◆ Your assignment ◆
For each record below, retype the text exactly and omit any image.

◆ Entries provided ◆

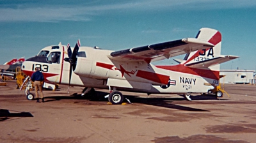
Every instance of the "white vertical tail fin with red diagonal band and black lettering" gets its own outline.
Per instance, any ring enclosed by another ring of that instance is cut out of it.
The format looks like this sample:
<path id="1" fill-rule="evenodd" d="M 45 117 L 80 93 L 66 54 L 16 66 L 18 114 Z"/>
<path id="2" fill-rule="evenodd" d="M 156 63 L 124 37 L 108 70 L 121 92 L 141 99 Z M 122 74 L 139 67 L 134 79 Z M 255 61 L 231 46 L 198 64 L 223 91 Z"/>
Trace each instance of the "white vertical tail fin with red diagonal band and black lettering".
<path id="1" fill-rule="evenodd" d="M 208 41 L 215 45 L 209 49 L 197 50 L 195 52 L 191 52 L 186 54 L 184 57 L 184 61 L 181 64 L 193 64 L 198 62 L 204 62 L 209 59 L 213 59 L 214 57 L 220 56 L 221 52 L 221 33 L 215 29 L 210 28 L 202 28 L 196 35 L 196 38 L 204 41 Z M 220 64 L 216 64 L 214 66 L 210 66 L 211 70 L 220 70 Z"/>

◆ Output ◆
Every instance of the "white vertical tail fin with red diagonal band and black lettering" gets its own outline.
Per instance, any ring enclosed by another ring of that instance is cut out of it.
The format looks like this sample:
<path id="1" fill-rule="evenodd" d="M 45 117 L 80 93 L 66 54 L 16 66 L 18 114 Z"/>
<path id="2" fill-rule="evenodd" d="M 156 63 L 124 37 L 108 70 L 121 92 L 141 99 Z M 122 74 L 139 67 L 134 79 Z M 255 61 L 231 46 L 198 64 L 223 91 Z"/>
Trace each instance of the "white vertical tail fin with red diagonal band and black lettering".
<path id="1" fill-rule="evenodd" d="M 208 41 L 215 45 L 209 49 L 197 50 L 195 52 L 191 52 L 186 54 L 184 57 L 184 61 L 181 64 L 193 64 L 198 62 L 204 62 L 209 59 L 213 59 L 214 57 L 220 56 L 221 52 L 221 33 L 215 29 L 210 28 L 202 28 L 196 35 L 196 38 L 204 41 Z M 220 64 L 216 64 L 214 66 L 210 66 L 211 70 L 220 70 Z"/>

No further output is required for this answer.